Extracted text:
[Start of Attachment]

Samsara VG33 telematics built on solid foundation

Updated Sep 5, 2016
Samsara VG33Samsara VG33

Ten minutes of wasted driving doesn’t seem like much, but if it happens each day throughout the work week, that’s nearly an hour of lost time.

Multiply that by 30 vehicles and that’s 25 hours gone. Time easily slips away and with it a profit margin.

Knowledge is power in any fleet and that’s where Samsara has stepped in to bridge the gap with its VG33 cellular GPS tracker.

“Roughly seven in ten commercial vehicles in the United States does not have any form of telematics today,” says Samsara co-founder and CEO Sanjit Biswas. “But businesses are managing more and more of their operations over the Internet and from their smartphones. As operations are becoming more data-driven, fleet managers are taking a second look at GPS and telematics, and are discovering a solution that is more modern and business-relevant than what they’d seen before.”

[End of Attachment]

Exercises:
A. Reproduce a passage from the Samsara VG33 article verbatim. Begin at the words "Multiply that by" and stop after the words "cellular GPS tracker.".
B. Extend the Samsara VG33 article, picking up after its final sentence.

Supplied material:

[Start of Attachment]

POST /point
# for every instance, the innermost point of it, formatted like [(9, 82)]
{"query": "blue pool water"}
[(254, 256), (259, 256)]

[End of Attachment]

Numbered responses:
A.
Multiply that by 30 vehicles and that’s 25 hours gone. Time easily slips away and with it a profit margin.

Knowledge is power in any fleet and that’s where Samsara has stepped in to bridge the gap with its VG33 cellular GPS tracker.

B.
The VG33 is built on a history of proven wireless networking. Biswass and Samsara co-founder and CTO John Bickett both founded and led networking company Meraki following their research at MIT. Meraki was sold to Cisco Systems in 2012 for $1.2 billion.

Kiren Sekar, Samsara’s vice president of marketing and product management, told Hard Working Trucks that wireless networking experience gained through the years at Meraki through clients at banks, hospitals and the U.S. Department of Defense, has been poured into Samsara and the VG33.

“We’ve been developing these systems for very serious security conscious customers for over a decade, and so right off the bat we started building Samsara with security in mind. Everything is encrypted end to end,” Sekar explained.

To further help with security, Samsara offers third party audits and regularly conducts over-the-air updates.

The VG33 connects to a vehicle’s diagnostic port and keeps up with engine data like fuel consumption, battery voltage and fault codes. (Sekar talks more about the device in a video below.)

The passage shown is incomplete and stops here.